__Tasks__.
(A) Summarize the malaria article in two sentences.
(B) Repeat the malaria article word for word from "Researchers from Johns" to "School of Medicine.".
(C) Please carry on the malaria article from the point where it stops.

__Supplied text__.
* * * * *

New research aims to stymie the spread of malaria — by keeping the parasite contained inside its mosquito host.
Each mosquito can carry thousands of the malaria-causing (genus Plasmodium), but only a fraction of these are transmitted to the victim of their bites. This suggests the presence of a ‘bottleneck’ somewhere inside the mosquitoes’ bodies that retain most of the parasite.
Researchers from Johns Hopkins Medicine that looked into the issue say that the parasites are stopped in the exit channels from the mosquitoes’ salivary glands. This newly-found barrier could help reduce or prevent malaria infections, the authors explain.
No spitting, please
“Our findings add substantial detail to the role of mosquito salivary glands as the gateway organs for diseases spread by these insects,” says Deborah Andrew, M.S., Ph.D., professor of cell biology at the Johns Hopkins University School of Medicine.
“By enhancing transmission barriers that naturally exist in mosquitoes, we potentially can block the spread of malaria and other deadly mosquito-borne diseases, like Zika fever.”
An estimated 220 million people worldwide are infected with malaria, according to the World Health Organization, most of them in tropical and subtropical regions. The disease can be treated with drugs and its spread can be prevented through mosquito eradication programs. Both approaches are quite expensive, however, which hampers overall efforts to contain malaria.
Plasmodium relies on female Anopheles mosquitoes to spread. Its life cycle begins when the insect ingests male and female parasite sex cells during a blood meal from an infected animal host (male mosquitoes eat flower nectar). These cells form fertilized eggs inside the mosquito’s gut, form cysts inside its body, and then start reproducing. The final stage of their life cycle sees the parasites move into the insect’s salivary glands to infect a new host when the mosquito feeds.

* * * * *

__Exercise data__.
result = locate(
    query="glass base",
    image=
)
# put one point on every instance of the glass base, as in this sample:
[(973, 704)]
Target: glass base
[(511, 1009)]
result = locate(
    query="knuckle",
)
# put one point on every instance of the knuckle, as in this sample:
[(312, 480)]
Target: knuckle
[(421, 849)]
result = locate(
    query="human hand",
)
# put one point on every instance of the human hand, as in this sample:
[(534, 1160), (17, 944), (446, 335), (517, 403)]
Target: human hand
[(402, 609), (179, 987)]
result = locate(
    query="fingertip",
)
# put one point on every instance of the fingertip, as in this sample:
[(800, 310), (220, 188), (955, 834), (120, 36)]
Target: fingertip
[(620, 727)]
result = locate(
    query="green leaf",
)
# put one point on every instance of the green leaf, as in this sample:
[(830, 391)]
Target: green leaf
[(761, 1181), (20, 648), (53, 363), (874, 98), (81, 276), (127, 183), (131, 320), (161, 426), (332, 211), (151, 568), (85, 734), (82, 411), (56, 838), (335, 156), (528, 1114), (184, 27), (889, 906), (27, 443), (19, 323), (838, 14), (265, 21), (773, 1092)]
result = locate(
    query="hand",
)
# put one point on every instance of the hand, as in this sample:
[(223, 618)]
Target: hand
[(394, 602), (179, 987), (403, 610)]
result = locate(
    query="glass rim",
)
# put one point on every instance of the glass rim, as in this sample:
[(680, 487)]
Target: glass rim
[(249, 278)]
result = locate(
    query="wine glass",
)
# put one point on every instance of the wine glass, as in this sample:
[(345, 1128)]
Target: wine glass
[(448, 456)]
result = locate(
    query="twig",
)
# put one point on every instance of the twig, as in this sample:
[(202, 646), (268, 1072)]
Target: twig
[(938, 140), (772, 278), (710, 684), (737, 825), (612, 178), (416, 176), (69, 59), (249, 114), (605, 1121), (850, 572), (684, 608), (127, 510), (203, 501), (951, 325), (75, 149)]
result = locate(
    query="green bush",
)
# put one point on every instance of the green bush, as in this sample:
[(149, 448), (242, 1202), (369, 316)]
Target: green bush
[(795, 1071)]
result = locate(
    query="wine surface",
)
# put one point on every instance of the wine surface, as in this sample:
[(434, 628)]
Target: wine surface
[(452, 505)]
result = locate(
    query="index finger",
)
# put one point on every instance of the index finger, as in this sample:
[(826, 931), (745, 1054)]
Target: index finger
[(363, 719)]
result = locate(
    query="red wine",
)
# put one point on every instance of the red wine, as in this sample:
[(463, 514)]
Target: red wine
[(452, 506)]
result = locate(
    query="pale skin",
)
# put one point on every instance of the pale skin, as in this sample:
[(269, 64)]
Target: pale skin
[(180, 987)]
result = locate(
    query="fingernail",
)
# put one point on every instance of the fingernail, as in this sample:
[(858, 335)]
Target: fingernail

* * * * *

__Responses by item number__.
(A) Researchers from Johns Hopkins Medicine say that malaria parasites carried by mosquitoes are stopped in the exit channels from the insects' salivary glands, which is why only a fraction of them reach the victims of bites. The authors explain that this newly found barrier could help reduce or prevent malaria, a disease that infects an estimated 220 million people worldwide and is expensive to treat or prevent.

(B)
Researchers from Johns Hopkins Medicine that looked into the issue say that the parasites are stopped in the exit channels from the mosquitoes’ salivary glands. This newly-found barrier could help reduce or prevent malaria infections, the authors explain.
No spitting, please
“Our findings add substantial detail to the role of mosquito salivary glands as the gateway organs for diseases spread by these insects,” says Deborah Andrew, M.S., Ph.D., professor of cell biology at the Johns Hopkins University School of Medicine.

(C)
However, it has been noted that most of these parasites never make it out of the mosquito.
“Even though thousands of parasites invade the salivary gland, less than a 10th of them are transmitted during a mosquito bite,” says Michael Wells, Ph.D., postdoctoral researcher in Andrew’s laboratory and the study’s lead author.
“So, we knew that the salivary gland is blocking the parasites from getting out, but we didn’t know exactly how.”
The Anopheles mosquito’s salivary gland is made up of three lobes, each encased in a protective sheet called the basement membrane. Long ducts connect each lobe to the insect’s mouth. To reach a new host, the parasites need to penetrate through the basement membrane, then through a layer of salivary cells, and then swim through a space called the secretory cavity to reach the salivary duct.
For the study, the team first allowed Anopheles mosquitoes feed on rodent blood spiked with Plasmodium. Since the mosquitoes decided how much they ate, each one ingested a different quantity of parasites. This offered the researchers data for different quantities of parasitic infection from hundreds of mosquito salivary glands.
Next, the researchers mapped out the parasites’ locations by dissecting salivary glands from their mosquitoes and looking for the parasites under high-powered microscopes. Most parasites were either inside the basement membrane or in the secretory cavity, the report, with only a few parasites making it to the salivary ducts.
“The parasites seem to have no trouble getting into the salivary glands,” says Wells. “So, this told us that the obstruction happens later, when parasites are trying to get to the salivary duct.”
When zooming in on each cell layer in the glands’ three lobes, the team found that most parasites were unable to leave the secretory cavity and were congregating at a fibrous, sturdy wall made of a substance called chitin that forms around the salivary ducts. Chitin is a biopolymer and the same substance crustaceans and insects use to make their shells.
Some parasites were able to pass through the chitin wall and reach the salivary ducts. However, much like a bottleneck that creates an entire traffic jam, the narrow openings they passed through could only accomodate a few parasites at a time. Wells says that the few parasites which make it through the tough duct wall are likely the ones that are released during a bite.
Reinforcing this wall could help limit the spread of malaria, or perhaps block them altogether, the team says.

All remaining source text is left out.